_Excerpt to read_
** Begin **

CPU times: user 16 s, sys: 867 ms, total: 16.8 s
Wall time: 4.86 s


### C. Compute Selectional Preference Strength

**Math**

* **Selectional Preference Strength**: 
    * $S_v(w_0) = \sum_{w\in Seen(v)} SIM(w_0,w) \cdot wt_v(w)$, where $Seen(v)$ is the set of seen nsubj/dobj of verb $v$.

* **Weighting**:
    * Uniform: $wt_v(w) = 1$
    * By Frequency: $wt_v(w) = f(w,v)$
    * By Discriminativity: $wt_v(w) = log\frac{\text{num. words}}{\text{num. words to whose context w belongs}}$

##### Weight Computing

In [397]:
n2v = {'s':sim.nsubj_n2v, 'o':sim.dobj_n2v} 
w2i = {'s':sim.s2i, 'o':sim.o2i, 'v':sim.v2i}

In [None]:
log = lambda x: np.log(x) if x>0 else np.log(1e-20)
div = lambda x,y: 0. if y==0 else x/y

In [None]:
def wt(w, v, mode='s', wt_type='uniform'):
    w_idx, v_idx = w2i[mode][w], w2i['v'][v]
    if wt_type=='freq':
        return n2v[mode][w_idx][v_idx]
    elif wt_type=='disc':
        num_w = sum(n2v[mode][w_idx,:])

** End **

_Written task A_
Reproduce the stretch of the selectional preference excerpt from "##### Weight Computing" through "x>0 else np.log(1e-20)", substituting "Weight Calculation" for "Weight Computing".
_Written task B_
Name every weighting scheme that the selectional preference excerpt defines.
_Written task C_
Write the next part of the selectional preference excerpt, beginning after its final line.
The records that follow are separate material, unrelated to the selectional preference excerpt.

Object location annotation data
** Begin **

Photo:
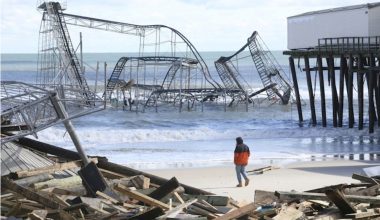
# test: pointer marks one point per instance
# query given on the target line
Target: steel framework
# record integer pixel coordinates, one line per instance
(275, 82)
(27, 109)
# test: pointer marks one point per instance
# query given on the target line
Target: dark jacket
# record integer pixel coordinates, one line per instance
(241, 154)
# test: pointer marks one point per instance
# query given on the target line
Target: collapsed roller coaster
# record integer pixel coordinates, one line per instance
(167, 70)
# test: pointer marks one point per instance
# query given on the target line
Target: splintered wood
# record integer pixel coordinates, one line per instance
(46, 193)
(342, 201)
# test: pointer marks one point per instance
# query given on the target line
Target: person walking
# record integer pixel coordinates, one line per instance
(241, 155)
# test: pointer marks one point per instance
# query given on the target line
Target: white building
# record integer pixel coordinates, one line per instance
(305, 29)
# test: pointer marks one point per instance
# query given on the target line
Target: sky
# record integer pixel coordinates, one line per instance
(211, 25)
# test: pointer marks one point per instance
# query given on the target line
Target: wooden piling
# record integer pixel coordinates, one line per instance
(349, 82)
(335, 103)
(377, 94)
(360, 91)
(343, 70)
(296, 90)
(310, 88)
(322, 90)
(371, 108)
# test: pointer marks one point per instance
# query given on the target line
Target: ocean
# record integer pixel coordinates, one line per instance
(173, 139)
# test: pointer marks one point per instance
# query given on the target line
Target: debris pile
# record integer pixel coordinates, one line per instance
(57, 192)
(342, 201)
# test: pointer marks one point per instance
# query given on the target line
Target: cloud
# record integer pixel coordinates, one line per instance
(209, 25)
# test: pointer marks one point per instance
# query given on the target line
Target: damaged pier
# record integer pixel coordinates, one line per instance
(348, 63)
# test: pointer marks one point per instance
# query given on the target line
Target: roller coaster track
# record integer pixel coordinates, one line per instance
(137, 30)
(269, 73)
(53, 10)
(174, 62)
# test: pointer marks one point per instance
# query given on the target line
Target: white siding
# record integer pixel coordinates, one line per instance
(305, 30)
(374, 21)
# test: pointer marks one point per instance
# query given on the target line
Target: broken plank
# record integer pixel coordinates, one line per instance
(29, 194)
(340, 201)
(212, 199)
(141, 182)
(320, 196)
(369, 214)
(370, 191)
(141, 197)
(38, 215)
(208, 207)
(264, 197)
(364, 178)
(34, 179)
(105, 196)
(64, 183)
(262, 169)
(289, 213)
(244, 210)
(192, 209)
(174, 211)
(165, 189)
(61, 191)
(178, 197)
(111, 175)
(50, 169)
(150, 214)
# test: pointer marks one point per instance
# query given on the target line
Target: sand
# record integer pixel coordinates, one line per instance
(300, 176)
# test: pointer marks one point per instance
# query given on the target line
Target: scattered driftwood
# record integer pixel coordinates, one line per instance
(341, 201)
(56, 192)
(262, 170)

** End **
** Begin **

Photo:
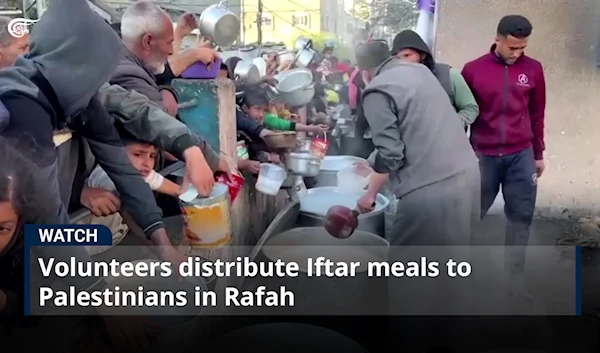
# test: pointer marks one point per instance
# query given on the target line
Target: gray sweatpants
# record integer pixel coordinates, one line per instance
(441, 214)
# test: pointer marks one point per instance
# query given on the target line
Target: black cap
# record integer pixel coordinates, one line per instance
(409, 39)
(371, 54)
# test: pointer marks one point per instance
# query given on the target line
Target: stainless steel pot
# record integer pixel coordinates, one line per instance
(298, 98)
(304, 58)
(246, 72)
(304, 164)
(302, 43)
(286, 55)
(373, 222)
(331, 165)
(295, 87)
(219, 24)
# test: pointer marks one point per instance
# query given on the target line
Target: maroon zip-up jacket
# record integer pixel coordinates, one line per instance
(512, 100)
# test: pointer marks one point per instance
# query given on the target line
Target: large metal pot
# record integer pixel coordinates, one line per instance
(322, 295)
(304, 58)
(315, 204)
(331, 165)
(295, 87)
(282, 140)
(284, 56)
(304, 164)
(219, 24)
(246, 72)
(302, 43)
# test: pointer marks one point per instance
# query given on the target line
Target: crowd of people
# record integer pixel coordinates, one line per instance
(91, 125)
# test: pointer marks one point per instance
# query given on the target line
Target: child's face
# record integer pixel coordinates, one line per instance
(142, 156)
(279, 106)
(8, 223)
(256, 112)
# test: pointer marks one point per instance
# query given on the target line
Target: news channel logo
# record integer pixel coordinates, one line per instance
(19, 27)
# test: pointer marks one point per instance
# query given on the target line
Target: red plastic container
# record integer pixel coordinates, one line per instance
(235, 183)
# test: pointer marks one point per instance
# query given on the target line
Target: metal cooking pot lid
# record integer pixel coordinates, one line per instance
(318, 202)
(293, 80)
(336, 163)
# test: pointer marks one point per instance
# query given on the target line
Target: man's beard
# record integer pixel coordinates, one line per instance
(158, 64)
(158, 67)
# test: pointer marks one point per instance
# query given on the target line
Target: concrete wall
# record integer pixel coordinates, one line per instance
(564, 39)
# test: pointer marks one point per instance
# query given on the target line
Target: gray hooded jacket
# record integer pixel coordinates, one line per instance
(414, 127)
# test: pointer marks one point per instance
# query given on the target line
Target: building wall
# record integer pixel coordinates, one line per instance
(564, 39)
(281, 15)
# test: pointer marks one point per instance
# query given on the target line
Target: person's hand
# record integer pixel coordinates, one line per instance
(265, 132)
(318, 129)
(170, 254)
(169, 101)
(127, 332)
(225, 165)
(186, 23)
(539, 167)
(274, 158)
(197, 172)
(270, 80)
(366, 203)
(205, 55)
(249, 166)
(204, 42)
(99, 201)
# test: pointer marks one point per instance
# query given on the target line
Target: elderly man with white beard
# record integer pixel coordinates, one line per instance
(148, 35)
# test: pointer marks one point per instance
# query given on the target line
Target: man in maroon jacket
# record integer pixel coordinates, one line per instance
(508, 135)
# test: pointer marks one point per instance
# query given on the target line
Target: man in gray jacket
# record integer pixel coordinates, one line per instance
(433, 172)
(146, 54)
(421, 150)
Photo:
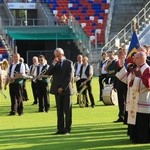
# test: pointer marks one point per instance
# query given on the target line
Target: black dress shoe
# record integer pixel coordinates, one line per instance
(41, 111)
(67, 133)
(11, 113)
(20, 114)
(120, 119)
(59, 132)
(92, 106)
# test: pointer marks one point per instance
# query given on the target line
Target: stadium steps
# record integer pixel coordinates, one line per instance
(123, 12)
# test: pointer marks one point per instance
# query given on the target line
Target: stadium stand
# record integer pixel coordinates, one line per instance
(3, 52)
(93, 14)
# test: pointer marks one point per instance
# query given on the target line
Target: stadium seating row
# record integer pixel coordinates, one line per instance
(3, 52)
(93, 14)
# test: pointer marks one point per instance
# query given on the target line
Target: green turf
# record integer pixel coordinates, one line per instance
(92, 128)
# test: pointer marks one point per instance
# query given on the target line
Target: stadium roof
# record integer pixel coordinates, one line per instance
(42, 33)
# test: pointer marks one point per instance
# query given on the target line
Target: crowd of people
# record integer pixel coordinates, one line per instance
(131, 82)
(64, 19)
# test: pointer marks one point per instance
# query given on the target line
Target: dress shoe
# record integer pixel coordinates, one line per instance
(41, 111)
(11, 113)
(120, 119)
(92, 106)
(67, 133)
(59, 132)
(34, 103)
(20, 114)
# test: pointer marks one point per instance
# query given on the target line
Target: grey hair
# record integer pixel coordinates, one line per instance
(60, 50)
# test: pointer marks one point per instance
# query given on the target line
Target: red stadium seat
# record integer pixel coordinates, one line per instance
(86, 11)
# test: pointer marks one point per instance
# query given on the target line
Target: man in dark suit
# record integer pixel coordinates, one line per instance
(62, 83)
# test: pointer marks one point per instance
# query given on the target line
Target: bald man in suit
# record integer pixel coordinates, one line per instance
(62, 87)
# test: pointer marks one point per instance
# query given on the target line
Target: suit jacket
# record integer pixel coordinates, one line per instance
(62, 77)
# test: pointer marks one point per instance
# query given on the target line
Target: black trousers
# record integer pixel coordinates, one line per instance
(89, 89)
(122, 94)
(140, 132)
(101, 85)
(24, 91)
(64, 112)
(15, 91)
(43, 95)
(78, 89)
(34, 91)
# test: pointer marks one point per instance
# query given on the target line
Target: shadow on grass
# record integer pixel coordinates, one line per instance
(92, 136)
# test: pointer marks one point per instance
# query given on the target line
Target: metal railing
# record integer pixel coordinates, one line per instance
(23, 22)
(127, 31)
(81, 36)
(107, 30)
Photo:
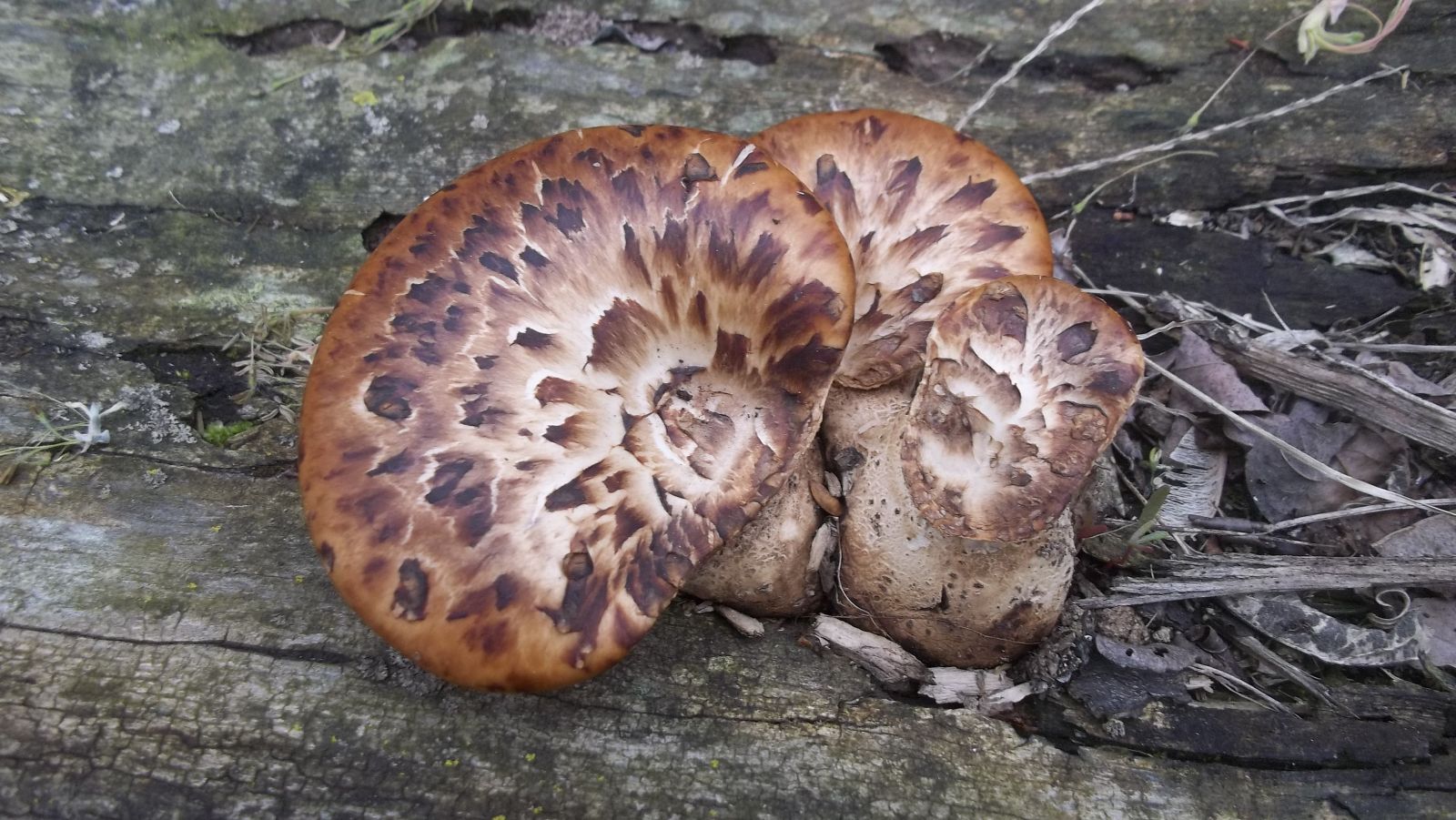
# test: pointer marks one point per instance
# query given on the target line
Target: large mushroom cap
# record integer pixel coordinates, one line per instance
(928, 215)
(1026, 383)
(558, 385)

** End **

_Written response A_
##### Weight Calculation

In [397]:
n2v = {'s':sim.nsubj_n2v, 'o':sim.dobj_n2v} 
w2i = {'s':sim.s2i, 'o':sim.o2i, 'v':sim.v2i}

In [None]:
log = lambda x: np.log(x) if x>0 else np.log(1e-20)

_Written response B_
Uniform, By Frequency, By Discriminativity

_Written response C_
        num_context = sum(1 if cell!=0 else 0 for cell in n2v[mode][w_idx,:])
        return log(div(num_w, num_context))
    else:
        return 1

##### Selectional Preference Strength with Various Weightings

In [448]:
sim_dic = {'s':sim.nsubj_sim, 'o':sim.dobj_sim}

In [449]:
def sps(w, v, mode='s', wt_type='uniform'):
    
    arg_vec = dic[v]['nsubj' if mode=='s' else 'dobj'] # dic is precomputed in section A.
    return sum(sim_dic[mode](w,n) * wt(n,v,mode,wt_type) 
               for n in arg_vec)

In [463]:
words = ['salad','chicken','jury','court']
verb = 'eat'
print "Verb 'eat''s Direct Object SPS\n"
for word in words:
    print "%s-%s\nUniform Wt.: %.6f | Freq. Wt.: %.6f | Disc. Wt.: %.6f \n" % \
          (verb,word,sps(word,verb,mode='o'),
                     sps(word,verb,mode='o',wt_type='freq'),
                     sps(word,verb,mode='o',wt_type='disc'))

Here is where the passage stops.